* Your instructions *
Among the records below, determine how many lines have the word "horizon" in them; output only the number.

[Stored items]
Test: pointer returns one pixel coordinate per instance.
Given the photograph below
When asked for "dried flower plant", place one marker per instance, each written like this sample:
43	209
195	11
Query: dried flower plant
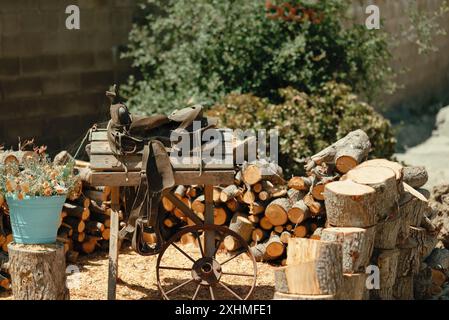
37	177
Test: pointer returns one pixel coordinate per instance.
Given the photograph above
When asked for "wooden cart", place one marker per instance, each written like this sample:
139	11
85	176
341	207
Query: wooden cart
206	272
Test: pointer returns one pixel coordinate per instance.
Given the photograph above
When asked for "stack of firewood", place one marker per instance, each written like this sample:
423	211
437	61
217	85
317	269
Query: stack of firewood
5	239
378	217
85	222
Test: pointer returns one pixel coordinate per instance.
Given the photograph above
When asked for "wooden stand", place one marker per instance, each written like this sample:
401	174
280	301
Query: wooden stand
38	272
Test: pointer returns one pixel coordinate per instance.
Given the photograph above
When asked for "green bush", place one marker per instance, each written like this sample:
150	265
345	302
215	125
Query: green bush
198	51
307	123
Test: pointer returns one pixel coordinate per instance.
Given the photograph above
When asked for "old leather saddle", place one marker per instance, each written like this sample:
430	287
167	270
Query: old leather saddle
149	136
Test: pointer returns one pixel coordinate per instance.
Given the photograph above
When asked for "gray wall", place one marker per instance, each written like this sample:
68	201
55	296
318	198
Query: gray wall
52	80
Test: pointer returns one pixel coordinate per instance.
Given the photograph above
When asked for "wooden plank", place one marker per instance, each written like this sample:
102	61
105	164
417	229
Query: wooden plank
183	207
225	177
134	163
111	163
113	244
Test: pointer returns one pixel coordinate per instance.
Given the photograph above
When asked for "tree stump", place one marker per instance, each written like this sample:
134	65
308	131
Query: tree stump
349	204
357	244
38	272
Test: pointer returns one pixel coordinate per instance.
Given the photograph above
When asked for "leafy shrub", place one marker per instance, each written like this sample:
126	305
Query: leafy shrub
198	51
307	123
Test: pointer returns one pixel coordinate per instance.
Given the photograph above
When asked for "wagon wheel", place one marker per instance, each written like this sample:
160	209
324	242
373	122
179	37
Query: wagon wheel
191	274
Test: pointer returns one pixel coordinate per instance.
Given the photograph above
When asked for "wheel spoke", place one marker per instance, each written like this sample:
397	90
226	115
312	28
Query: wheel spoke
230	291
196	292
179	287
200	244
183	252
238	274
175	268
217	246
212	294
233	257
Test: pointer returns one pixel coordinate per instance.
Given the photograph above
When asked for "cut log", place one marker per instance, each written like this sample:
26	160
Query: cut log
76	224
274	247
387	233
315	265
346	153
256	208
243	227
72	210
381	294
439	259
168	205
72	256
277	210
285	236
387	261
415	177
357	245
38	272
81	201
409	259
259	235
265	224
103	218
300	231
349	204
220	216
381	179
412	208
300	183
248	197
299	212
229	193
353	287
396	167
315	207
254	219
232	205
426	242
262	170
288	296
198	205
422	283
78	236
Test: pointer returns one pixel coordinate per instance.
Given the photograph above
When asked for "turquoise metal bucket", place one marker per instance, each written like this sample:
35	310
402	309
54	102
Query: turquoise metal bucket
35	220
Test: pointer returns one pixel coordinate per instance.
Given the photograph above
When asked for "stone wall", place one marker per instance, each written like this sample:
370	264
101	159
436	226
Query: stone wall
52	80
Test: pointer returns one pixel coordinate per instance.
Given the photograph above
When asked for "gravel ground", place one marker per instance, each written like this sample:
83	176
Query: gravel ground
137	277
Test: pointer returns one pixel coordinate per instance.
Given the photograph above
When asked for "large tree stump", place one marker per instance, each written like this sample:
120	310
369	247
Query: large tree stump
383	180
357	244
396	167
349	204
415	177
38	272
314	266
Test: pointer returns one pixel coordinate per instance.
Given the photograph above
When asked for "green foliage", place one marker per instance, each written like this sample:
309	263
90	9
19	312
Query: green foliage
198	51
308	123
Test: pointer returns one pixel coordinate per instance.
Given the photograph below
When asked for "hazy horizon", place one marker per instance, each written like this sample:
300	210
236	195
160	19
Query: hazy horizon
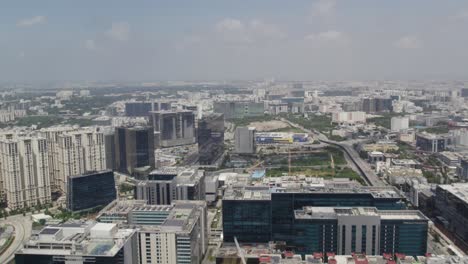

* Written answer *
2